- [Énoncé A]
D'après l'extrait sur l'appel au boycott, quel service a produit la « Dépêche » ?
- [Énoncé B]
Indiquez si chacun des énoncés suivants concorde avec l'extrait sur l'appel au boycott, en répondant par oui ou non et en citant les mots décisifs : (i) les procureurs doivent engager des poursuites contre toute expression politique liée au boycott ; (ii) selon la Dépêche, le caractère antisémite de l'appel au boycott peut résulter des paroles, gestes et écrits du mis en cause ; (iii) l'antisionisme y est présenté comme une forme d'antisémitisme.
- [Énoncé C]
Prolongez l'extrait sur l'appel au boycott à partir de sa dernière phrase.

- [Extrait fourni]
Agir dans ce cadre du« Boycott, Désinvestissement, Sanctions », serait donc toujours susceptible de sanctions pénales et civiles prises contre des citoyens français soucieux de défendre un droit international ouvertement bafoué par l’État israélien dans sa politique de colonisation et de répression du peuple palestinien.
Rendu prudent par sa condamnation au plus haut niveau des juridictions européennes le Ministère de la Justice prend toutefois des précautions en rappelant dans son texte que les procureurs (donc l’État français) ne devront engager des poursuites qu’au cas où ces expressions relèveraient d’appels à la haine ou à une discrimination et non d’une simple expression politique dont le principe intangible est donc rappelé par l’arrêt de la CEDH.
Par ailleurs la Direction des affaires criminelles et des grâces qui a produit cette « Dépêche » y rappelle que le « caractère antisémite de l’appel au boycott pourra résulter directement des paroles, gestes et écrits du mis en cause ».
Ce caractère antisémite est donc présupposé comme hypothèse privilégiée par la Dépêche.
On peut se demander pourquoi, s’agissant d’actions militantes basées exclusivement sur le droit international et l’appel à l’aide d’une société civile palestinienne victime d’une agression de type colonial ?
Il faut répéter que l’antisionisme, c’est à dire la condamnation de cette politique d’expansion territoriale et de répression, n’est pas de l’antisémitisme et n’en déplaise aux rédacteurs de la circulaire se réclamer des Droits de l’homme et du droit international n’est pas non plus de l’antisémitisme!

- [Données brutes]
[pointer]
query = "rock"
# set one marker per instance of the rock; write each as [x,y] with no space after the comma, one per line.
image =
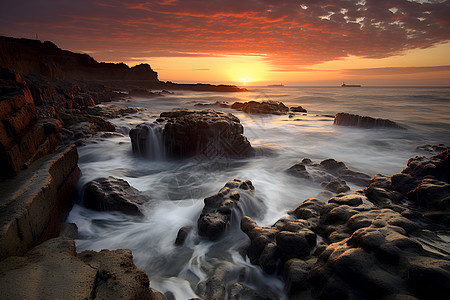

- [Réponse A]
La Direction des affaires criminelles et des grâces.

- [Réponse B]
(i) Non : « ne devront engager des poursuites qu’au cas où ces expressions relèveraient d’appels à la haine ou à une discrimination et non d’une simple expression politique ».
(ii) Oui : « caractère antisémite de l’appel au boycott pourra résulter directement des paroles, gestes et écrits du mis en cause ».
(iii) Non : « l’antisionisme, c’est à dire la condamnation de cette politique d’expansion territoriale et de répression, n’est pas de l’antisémitisme ».

- [Réponse C]
Se méfiant toutefois de la valeur juridique de son propre texte le Ministère de la Justice affirme la nécessité d’une « politique pénale empreinte de pédagogie » en faisant référence au guide relatif au droit de la presse et à la circulaire d’avril 2019 relative à la lutte contre les discriminations, les propos et comportements haineux…
Il renforce l’exigence de motivation des décisions de condamnation pour ne pas paraître enfreindre la décision européenne mais le garde des sceaux innove en réaffirmant la nécessité d’une politique pénale en la matière « empreinte de pédagogie » et réaffirme que :« les réponses pénales apportées devront donc contribuer à apaiser la situation et prévenir le renouvellement des faits ».
Comment ?
En rappelant les règles juridiques sur l’étiquetage de produits divers faussement affichés comme venant d’Israël et en fait de Palestine, comme la Cour de Justice européenne l’a elle aussi rappelé ?
En faisant référence au droit du consommateur européen à prendre des décisions d’achat en fonction de critères éthiques personnels, comme rappelé par un avocat général près la Cour de Justice européenne faisant le rapprochement entre produits faussement étiquetés Israël et refus d’achats de produits sud – africain à l’époque de l’apartheid ?
Pas du tout…et on croit rêver en lisant qu’il s’agira en particulier de privilégier « les stages de citoyenneté orientés sur la lutte contre les discriminations (notamment ceux organisés au Mémorial de la Shoah, au Struthof ou au Camp des Milles…) et en requérant la peine complémentaire d’affichage de la décision ».….fin de citation.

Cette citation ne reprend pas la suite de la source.